── Document passage ──

In today’s always-on, work from anywhere world, connectivity and performance are everything. The network is the foundation of getting work done. When the network experiences performance issues, businesses — their customers, partners, and employees — all suffer. A dropped video call can prevent a sale from moving through. An error message when loading a small business storefront web page can negatively impact the customer experience and the business brand image. Whatever the industry, connectivity is a crucial component of success.
On October 14, 2021, one of our main transit providers suffered a severe network issue, which impaired its transatlantic connectivity across the globe. Although the transit provider disruption lasted approximately 12 hours, Cisco Umbrella customers experienced virtually no interruption. Just a few minutes after the problem started, Umbrella’s systems automatically mitigated the internal data packet loss by rerouting traffic over different providers to avoid trouble spots. After that, our automation allowed us to completely remove that transit provider from the path between our customers and our Umbrella security services.
Umbrella’s cloud-native architecture was built for moments like this. Here’s how we mitigated disaster for our customers and kept them from experiencing significant downtime, disruption, and data loss.
Mitigating Outages With Cisco Umbrella’s Self-Healing, Highly Automated Architecture
We noticed the transit provider outage on our monitoring systems right away. Over two dozen Cisco Umbrella data centers (and other internet service providers (ISPs) with whom we partner) were using that transit provider to connect to the internet. Immediately, almost all sites started seeing full data packet loss and were not reaching their intended destinations.
But almost just as quickly, after that initial spike, the data packet loss levels across the Umbrella global cloud architecture dropped to normal levels.

───

| Problem statement |
Reproduce everything in the network outage passage from "Mitigating Outages With" down to "to normal levels.".

── Dataset extract ──

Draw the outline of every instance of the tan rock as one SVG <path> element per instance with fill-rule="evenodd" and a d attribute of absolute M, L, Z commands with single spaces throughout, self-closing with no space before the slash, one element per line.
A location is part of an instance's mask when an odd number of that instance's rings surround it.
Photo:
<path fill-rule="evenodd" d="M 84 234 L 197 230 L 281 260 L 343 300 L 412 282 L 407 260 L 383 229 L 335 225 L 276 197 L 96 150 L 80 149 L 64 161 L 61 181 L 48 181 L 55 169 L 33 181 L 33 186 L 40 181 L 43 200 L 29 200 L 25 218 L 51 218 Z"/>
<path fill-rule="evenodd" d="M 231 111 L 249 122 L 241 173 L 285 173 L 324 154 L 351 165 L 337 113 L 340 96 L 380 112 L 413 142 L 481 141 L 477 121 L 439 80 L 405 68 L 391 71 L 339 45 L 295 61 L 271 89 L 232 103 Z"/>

───

| Output below |
Mitigating Outages With Cisco Umbrella’s Self-Healing, Highly Automated Architecture
We noticed the transit provider outage on our monitoring systems right away. Over two dozen Cisco Umbrella data centers (and other internet service providers (ISPs) with whom we partner) were using that transit provider to connect to the internet. Immediately, almost all sites started seeing full data packet loss and were not reaching their intended destinations.
But almost just as quickly, after that initial spike, the data packet loss levels across the Umbrella global cloud architecture dropped to normal levels.